DOCUMENT:
▬▬▬▬▬▬
However, the following code compiles:

[] {
    int a, b;
    std::tie(a, b) = [] {return std::make_tuple(1, 2); }();
    auto r = [&] {return a; }();
}();

I thought that the two samples were equivalent. Is it a compiler bug or am I missing something ?

4

There are 4 answers

14
T.C. On BEST ANSWER

Core issue 2313 changed the standard so that structured bindings are never names of variables, making them never capturable.

P0588R1's reformulation of lambda capture wording makes this prohibition explicit:

If a lambda-expression [...] captures a structured binding (explicitly or implicitly), the program is ill-formed.

Note that this wording is supposedly a placeholder while the committee figures out exactly how such captures should work.

Previous answer kept for historical reasons:


This technically should compile, but there's a bug in the standard here.

The standard says that lambdas can only capture variables. And it says that a non-tuple-like structured binding declaration doesn't introduce variables. It introduces names, but those names aren't names of variables.

A tuple-like structured binding declaration, on the other hand, does introduce variables. a and b in auto [a, b] = std::make_tuple(1, 2); are actual reference-typed variables. So they can be captured by a lambda.

Obviously this is not a sane state of affairs, and the committee knows this, so a fix should be forthcoming (though there appears be some disagreement over exactly how capturing a structured binding should work).
▬▬▬▬▬▬
GIVEN INFORMATION:
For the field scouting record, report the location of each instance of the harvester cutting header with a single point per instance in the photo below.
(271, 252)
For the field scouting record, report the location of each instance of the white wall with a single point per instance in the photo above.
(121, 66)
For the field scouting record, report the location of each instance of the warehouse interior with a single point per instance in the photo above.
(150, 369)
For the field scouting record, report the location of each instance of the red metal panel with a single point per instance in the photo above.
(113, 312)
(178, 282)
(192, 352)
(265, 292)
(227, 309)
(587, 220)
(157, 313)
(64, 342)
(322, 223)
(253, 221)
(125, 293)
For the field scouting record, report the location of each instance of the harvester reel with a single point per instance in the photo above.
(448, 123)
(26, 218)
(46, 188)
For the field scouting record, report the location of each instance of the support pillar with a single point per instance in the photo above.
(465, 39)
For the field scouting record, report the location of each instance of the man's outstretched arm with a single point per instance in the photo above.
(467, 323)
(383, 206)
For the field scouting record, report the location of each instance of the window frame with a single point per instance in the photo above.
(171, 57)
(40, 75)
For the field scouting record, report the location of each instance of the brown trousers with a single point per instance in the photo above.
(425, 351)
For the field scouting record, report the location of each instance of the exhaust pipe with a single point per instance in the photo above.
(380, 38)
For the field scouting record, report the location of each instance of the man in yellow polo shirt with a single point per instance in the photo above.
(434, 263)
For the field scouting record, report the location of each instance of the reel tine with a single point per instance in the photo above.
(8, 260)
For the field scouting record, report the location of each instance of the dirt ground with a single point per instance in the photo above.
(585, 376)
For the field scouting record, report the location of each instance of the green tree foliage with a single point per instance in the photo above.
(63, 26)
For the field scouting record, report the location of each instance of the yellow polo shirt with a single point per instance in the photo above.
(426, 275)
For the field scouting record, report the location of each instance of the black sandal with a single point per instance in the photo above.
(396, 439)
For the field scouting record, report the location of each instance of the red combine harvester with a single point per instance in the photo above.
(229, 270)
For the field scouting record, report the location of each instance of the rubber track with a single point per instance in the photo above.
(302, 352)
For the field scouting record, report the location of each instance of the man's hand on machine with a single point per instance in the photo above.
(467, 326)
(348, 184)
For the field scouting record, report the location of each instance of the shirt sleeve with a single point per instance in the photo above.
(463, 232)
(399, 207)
▬▬▬▬▬▬
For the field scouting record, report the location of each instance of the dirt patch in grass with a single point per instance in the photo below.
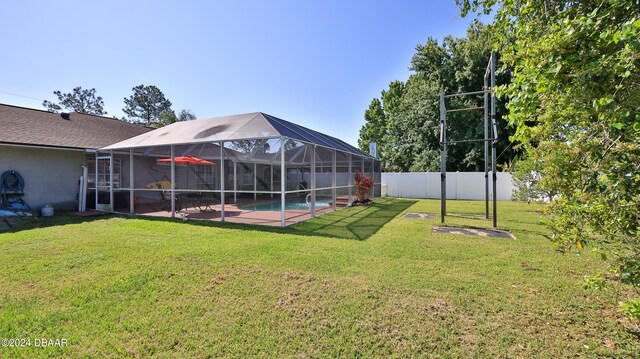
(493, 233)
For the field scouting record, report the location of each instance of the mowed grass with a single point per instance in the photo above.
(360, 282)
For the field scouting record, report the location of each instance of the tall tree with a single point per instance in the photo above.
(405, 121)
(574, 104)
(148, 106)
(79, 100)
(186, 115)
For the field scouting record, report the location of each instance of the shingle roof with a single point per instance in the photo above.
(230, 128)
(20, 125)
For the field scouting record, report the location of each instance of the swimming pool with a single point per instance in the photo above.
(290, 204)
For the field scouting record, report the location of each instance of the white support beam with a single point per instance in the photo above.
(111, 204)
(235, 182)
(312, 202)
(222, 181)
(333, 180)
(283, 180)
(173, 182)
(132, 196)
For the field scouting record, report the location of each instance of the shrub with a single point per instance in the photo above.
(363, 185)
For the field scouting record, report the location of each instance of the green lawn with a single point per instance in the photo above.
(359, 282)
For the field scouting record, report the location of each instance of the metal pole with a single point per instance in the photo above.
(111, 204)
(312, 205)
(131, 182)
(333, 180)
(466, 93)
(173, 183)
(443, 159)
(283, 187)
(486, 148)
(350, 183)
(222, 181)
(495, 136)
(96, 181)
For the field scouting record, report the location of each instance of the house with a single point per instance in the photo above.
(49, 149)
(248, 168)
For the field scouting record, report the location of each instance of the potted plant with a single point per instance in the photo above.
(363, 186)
▬▬▬▬▬▬
CHALLENGE A:
Name every variable declared in the code sample of the lambda-capture text.
CHALLENGE B:
Write the next few sentences of the lambda-capture text, starting after its final sentence.
The items were taken from a source unrelated to the lambda-capture text.

REPLY A:
a, b, r

REPLY B:
0
fdermishin On

You can use init-capture like this, as suggested in https://burnicki.pl/en/2021/04/19/capture-structured-bindings.html. The variable is captured by reference, so there is no overhead, and no need to deal with pointers.

auto [a, b] = [] { return std::make_tuple(1, 2); }();
auto r = [&a = a] { return a; }();

Using the same name both for structured binding and for its reference can be misleading, but actually it means

auto r = [&a_ref = a] { return a_ref; }();

As far as I know, it works on all compilers starting from C++17 and above, including clang.

4
perimasu On

A possible workaround is to use a lambda capture with the initializer. The following code compiles fine in Visual Studio 2017 15.5.

[] {
    auto[a, b] = [] {return std::make_tuple(1, 2); }();
    auto r = [a = a] {return a; }();
}();
6
Kai Gu On

Now lambda could capture structured binding since c++20, see this.